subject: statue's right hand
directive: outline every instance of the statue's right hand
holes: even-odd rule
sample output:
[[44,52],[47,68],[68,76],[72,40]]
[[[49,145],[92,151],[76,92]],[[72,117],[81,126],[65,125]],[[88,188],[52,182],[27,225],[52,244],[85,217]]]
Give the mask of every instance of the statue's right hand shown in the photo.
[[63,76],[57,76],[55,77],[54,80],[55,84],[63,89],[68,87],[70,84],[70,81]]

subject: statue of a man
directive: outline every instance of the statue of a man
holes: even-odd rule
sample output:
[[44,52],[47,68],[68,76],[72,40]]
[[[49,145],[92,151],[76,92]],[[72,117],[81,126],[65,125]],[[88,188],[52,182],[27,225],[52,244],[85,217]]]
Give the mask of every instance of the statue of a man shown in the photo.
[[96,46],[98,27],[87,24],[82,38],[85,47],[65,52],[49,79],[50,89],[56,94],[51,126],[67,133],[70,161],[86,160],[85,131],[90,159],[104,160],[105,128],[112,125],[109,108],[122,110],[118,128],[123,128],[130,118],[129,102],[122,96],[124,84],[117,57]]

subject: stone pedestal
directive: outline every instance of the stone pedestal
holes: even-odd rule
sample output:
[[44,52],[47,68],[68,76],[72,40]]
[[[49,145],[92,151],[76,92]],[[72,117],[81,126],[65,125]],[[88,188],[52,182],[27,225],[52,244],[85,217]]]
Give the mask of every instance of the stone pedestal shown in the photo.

### [Objective]
Reproduce the material from the line containing "subject: statue of a man" through the end of the material, both ends included, keeping the requests and their sample outputs unchanged. Multiply every coordinate in the outline answers by 1.4 and round to whole numbers, with halves rounded up.

### [Written response]
subject: statue of a man
directive: outline every instance of the statue of a man
holes: even-odd rule
sample output:
[[44,52],[47,68],[68,76],[72,40]]
[[[49,145],[92,151],[76,92]],[[72,117],[81,126],[65,125]],[[88,188],[52,182],[27,225],[52,244],[85,217]]]
Give the mask of every instance of the statue of a man shown in the photo.
[[134,64],[137,38],[122,34],[115,53],[119,66],[91,73],[69,111],[70,125],[78,132],[71,176],[94,186],[98,225],[120,224],[119,183],[126,223],[146,224],[147,179],[157,175],[153,151],[171,154],[165,179],[172,179],[182,165],[181,143],[171,134],[174,118],[164,80]]

subject: stone pedestal
directive: outline every instance of the stone pedestal
holes: even-odd rule
sample output:
[[44,52],[47,68],[68,76],[72,40]]
[[[49,145],[92,151],[76,92]],[[72,117],[81,126],[65,125]],[[88,188],[52,182],[27,225],[52,244],[85,217]]]
Give the mask of every instance of the stone pedestal shown in the photo.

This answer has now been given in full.